The task: Count how many lines below contain the string "rough", and reply with that number only.

#####

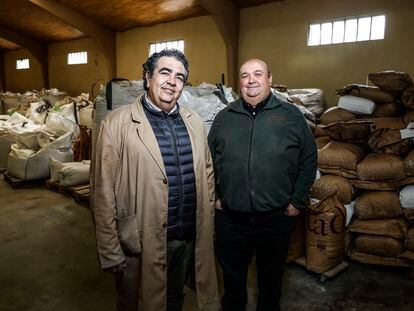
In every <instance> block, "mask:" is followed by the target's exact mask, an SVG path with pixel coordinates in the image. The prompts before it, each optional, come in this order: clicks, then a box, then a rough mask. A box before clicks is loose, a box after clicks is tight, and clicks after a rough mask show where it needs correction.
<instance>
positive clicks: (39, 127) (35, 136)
mask: <svg viewBox="0 0 414 311" xmlns="http://www.w3.org/2000/svg"><path fill="white" fill-rule="evenodd" d="M15 115H16V116H18V115H19V114H18V113H14V114H13V116H12V117H11V118H10V119H9V121H8V122H9V123H11V121H13V120H12V119H13V117H14V116H15ZM17 120H21V121H20V122H19V123H15V124H12V125H11V126H10V128H9V129H8V131H9V135H10V137H12V138H13V139H14V140H15V141H16V142H18V143H19V144H21V145H22V146H24V147H26V148H28V149H39V148H40V145H39V141H38V137H39V135H42V134H43V133H45V132H46V127H45V125H44V124H36V123H34V122H33V121H32V120H30V119H27V118H25V117H23V116H21V117H20V116H19V117H17V118H16V121H17Z"/></svg>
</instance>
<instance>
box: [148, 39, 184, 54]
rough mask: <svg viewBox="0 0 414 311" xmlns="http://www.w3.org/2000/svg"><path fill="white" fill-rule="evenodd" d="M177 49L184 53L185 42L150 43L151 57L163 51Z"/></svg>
mask: <svg viewBox="0 0 414 311" xmlns="http://www.w3.org/2000/svg"><path fill="white" fill-rule="evenodd" d="M171 49H176V50H179V51H181V52H183V53H184V40H176V41H165V42H157V43H150V48H149V56H151V55H152V54H154V53H156V52H161V51H162V50H171Z"/></svg>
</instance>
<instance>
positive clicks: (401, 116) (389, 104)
mask: <svg viewBox="0 0 414 311" xmlns="http://www.w3.org/2000/svg"><path fill="white" fill-rule="evenodd" d="M404 113H405V107H404V105H402V104H400V103H398V102H392V103H385V104H380V105H378V106H377V108H375V110H374V112H373V113H372V116H374V117H377V118H381V117H384V118H391V117H402V116H403V115H404Z"/></svg>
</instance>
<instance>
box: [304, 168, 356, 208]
mask: <svg viewBox="0 0 414 311" xmlns="http://www.w3.org/2000/svg"><path fill="white" fill-rule="evenodd" d="M335 193H337V194H338V199H339V201H340V202H341V203H342V204H348V203H350V202H351V201H352V200H353V199H354V198H355V196H356V191H355V189H354V187H353V186H352V185H351V183H350V182H349V181H348V180H347V179H346V178H344V177H342V176H336V175H324V176H322V177H321V178H319V179H318V180H316V181H315V182H314V183H313V185H312V188H311V196H312V197H313V198H316V199H319V200H321V199H323V198H326V197H327V196H329V195H332V194H335Z"/></svg>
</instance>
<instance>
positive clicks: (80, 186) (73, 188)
mask: <svg viewBox="0 0 414 311" xmlns="http://www.w3.org/2000/svg"><path fill="white" fill-rule="evenodd" d="M45 186H46V188H47V189H52V190H55V191H57V192H59V193H62V194H69V195H70V196H72V197H73V199H74V200H75V202H76V203H79V204H85V205H87V206H89V184H82V185H77V186H61V185H59V184H58V183H57V182H53V183H51V182H50V181H48V180H47V181H46V183H45Z"/></svg>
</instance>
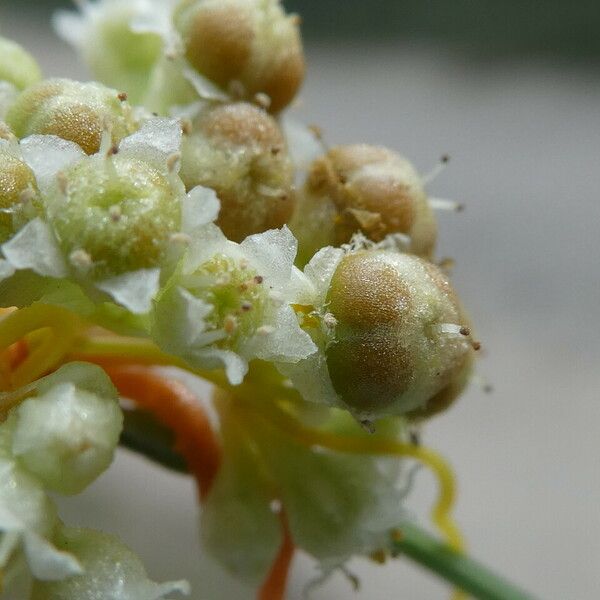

#####

Task solution: 2